Tasks -
• A. Write out the article on EPA chemical rules from "The proposed regulatory" up to and including "activity, if warranted.".
• B. In the article on EPA chemical rules, how long before beginning a significant new use would the proposed rule require notifying EPA?

EPA Limits New Uses of Potentially Harmful Chemicals
The U.S. Environmental Protection Agency (EPA) has proposed that companies be required to report to EPA all new uses, including in domestic and imported products, of five groups of potentially harmful chemicals. Over the years, these chemicals have been used in a range of consumer products and industrial applications, such as paints, printing inks, pigments, and dyes in textiles, flame retardants in flexible foams, and plasticizers.
The five chemicals EPA is targeting are polybrominated diphenylethers (PBDEs), benzidine dyes, a short chain chlorinated paraffin, hexabromocyclododecane (HBCD), and phthalate di-n-phthalate (DnPP). The agency is also proposing additional testing on the health and environmental effects of PBDEs.
Although a number of these chemicals are no longer manufactured in the U.S., they can still be imported in consumer goods or for use in products, says EPA.
The proposed regulatory actions are known as significant new use rules (SNURs) under the Toxic Substances Control Act. The proposed rule would require anyone who intends to manufacture, import, or process any of the chemicals for an activity that is designated as a significant new use to notify EPA at least 90 days before beginning the activity. This notification means that EPA can then evaluate the intended new use and take action to prohibit or limit that activity, if warranted.

Excerpted records -
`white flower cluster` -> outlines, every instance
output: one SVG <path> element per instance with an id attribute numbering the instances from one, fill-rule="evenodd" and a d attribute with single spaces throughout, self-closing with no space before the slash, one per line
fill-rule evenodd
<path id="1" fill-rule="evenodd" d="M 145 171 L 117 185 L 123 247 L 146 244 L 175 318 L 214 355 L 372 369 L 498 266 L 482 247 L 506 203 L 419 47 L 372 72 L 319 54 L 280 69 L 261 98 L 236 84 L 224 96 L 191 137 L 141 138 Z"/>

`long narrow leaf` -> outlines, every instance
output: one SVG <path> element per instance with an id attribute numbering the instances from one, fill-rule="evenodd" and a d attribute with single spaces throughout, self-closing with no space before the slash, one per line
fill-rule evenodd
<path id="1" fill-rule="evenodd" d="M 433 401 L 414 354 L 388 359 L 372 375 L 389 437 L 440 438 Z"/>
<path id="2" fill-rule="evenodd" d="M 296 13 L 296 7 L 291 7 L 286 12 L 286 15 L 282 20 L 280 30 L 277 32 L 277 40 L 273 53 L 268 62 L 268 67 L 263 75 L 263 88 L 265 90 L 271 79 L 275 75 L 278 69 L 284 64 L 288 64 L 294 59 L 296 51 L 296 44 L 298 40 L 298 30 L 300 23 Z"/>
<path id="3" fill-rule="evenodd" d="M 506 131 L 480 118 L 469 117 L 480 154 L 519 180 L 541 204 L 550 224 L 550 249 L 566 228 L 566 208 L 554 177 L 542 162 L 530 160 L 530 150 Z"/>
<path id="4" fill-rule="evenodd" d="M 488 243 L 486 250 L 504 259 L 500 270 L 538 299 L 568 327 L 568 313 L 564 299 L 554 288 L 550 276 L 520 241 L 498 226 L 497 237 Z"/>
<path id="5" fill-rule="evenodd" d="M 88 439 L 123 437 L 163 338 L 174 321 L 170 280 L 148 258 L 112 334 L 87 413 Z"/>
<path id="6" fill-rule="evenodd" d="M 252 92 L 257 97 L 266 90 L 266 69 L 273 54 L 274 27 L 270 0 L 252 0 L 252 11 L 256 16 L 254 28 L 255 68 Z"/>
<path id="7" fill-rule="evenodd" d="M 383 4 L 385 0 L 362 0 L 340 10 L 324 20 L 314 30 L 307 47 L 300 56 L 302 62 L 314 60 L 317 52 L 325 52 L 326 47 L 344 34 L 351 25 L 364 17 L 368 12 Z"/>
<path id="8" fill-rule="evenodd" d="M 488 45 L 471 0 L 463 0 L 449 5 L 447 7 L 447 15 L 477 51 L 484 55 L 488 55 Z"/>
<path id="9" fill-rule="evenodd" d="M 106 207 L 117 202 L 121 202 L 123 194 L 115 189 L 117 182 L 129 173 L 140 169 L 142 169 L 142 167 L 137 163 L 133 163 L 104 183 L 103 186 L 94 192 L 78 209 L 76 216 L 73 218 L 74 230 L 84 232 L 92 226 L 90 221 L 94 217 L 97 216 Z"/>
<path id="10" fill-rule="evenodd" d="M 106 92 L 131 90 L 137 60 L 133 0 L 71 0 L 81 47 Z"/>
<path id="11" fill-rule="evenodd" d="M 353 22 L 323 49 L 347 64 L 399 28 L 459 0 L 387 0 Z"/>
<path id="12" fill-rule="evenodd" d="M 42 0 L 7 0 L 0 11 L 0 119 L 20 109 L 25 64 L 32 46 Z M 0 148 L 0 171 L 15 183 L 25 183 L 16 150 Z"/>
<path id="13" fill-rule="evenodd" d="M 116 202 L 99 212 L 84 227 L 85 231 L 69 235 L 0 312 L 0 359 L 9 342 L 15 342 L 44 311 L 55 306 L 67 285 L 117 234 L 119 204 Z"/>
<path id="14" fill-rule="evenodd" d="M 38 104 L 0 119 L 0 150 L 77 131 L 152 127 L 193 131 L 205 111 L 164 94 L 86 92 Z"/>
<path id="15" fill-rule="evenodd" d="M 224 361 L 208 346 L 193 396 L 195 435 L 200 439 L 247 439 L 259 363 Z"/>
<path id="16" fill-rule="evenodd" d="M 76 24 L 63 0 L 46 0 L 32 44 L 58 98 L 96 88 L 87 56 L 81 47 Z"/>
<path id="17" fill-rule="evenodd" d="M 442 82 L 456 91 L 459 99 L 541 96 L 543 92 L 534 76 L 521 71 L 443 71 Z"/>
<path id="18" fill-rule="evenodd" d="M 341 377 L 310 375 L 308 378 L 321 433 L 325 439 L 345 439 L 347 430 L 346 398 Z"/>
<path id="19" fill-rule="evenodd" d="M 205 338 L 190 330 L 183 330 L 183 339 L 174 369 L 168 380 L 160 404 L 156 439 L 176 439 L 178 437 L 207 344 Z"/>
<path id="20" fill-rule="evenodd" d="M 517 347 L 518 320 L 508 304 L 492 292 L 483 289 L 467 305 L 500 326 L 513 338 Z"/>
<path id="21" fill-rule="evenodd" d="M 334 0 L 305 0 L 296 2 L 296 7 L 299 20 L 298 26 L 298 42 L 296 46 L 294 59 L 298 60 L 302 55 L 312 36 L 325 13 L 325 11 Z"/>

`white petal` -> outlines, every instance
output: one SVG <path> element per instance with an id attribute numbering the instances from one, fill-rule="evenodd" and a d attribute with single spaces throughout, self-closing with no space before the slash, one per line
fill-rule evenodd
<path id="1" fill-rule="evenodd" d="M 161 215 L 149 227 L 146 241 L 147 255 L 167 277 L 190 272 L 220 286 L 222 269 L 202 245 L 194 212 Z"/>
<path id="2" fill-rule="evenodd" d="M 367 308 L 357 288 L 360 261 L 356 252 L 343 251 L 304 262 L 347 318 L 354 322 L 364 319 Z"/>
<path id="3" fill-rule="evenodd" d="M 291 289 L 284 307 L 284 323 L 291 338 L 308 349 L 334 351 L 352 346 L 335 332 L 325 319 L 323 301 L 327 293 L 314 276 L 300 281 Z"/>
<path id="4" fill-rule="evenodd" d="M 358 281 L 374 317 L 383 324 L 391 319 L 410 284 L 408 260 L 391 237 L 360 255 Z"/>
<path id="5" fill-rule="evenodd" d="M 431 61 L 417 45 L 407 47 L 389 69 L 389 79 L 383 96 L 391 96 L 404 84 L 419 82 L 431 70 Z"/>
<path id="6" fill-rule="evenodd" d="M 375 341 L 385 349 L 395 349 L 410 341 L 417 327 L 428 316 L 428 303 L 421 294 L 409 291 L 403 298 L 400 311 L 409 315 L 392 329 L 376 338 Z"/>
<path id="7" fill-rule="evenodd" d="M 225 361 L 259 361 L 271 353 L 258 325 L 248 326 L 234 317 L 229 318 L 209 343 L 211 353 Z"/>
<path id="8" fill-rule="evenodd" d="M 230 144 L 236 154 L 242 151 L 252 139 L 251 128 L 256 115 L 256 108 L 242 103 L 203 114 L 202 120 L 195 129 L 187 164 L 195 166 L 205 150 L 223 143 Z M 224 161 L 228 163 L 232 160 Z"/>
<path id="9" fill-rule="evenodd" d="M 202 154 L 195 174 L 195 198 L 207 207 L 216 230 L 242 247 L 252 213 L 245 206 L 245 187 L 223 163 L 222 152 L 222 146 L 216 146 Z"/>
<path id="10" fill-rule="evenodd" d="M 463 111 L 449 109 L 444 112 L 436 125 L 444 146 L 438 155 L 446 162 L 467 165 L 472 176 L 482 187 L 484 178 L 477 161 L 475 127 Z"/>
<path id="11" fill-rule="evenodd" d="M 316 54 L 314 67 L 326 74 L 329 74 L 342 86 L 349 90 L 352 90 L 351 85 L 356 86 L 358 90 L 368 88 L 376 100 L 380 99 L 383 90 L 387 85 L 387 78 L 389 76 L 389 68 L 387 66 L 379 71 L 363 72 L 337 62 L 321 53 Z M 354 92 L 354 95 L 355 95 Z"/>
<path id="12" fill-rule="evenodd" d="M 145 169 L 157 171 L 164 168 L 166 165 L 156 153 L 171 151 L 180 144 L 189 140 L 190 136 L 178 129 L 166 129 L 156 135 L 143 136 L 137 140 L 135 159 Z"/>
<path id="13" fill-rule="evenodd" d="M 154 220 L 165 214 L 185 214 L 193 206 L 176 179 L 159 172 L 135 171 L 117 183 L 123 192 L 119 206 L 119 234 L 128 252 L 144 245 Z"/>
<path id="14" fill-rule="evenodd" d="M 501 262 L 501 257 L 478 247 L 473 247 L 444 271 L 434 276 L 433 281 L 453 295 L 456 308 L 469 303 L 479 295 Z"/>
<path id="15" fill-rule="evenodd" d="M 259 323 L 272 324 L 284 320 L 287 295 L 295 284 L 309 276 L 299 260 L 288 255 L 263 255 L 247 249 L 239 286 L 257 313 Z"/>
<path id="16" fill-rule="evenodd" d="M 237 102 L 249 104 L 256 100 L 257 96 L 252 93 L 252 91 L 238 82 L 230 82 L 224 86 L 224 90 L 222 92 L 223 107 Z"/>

Results for the exercise -
• A.
The proposed regulatory actions are known as significant new use rules (SNURs) under the Toxic Substances Control Act. The proposed rule would require anyone who intends to manufacture, import, or process any of the chemicals for an activity that is designated as a significant new use to notify EPA at least 90 days before beginning the activity. This notification means that EPA can then evaluate the intended new use and take action to prohibit or limit that activity, if warranted.

• B. At least 90 days.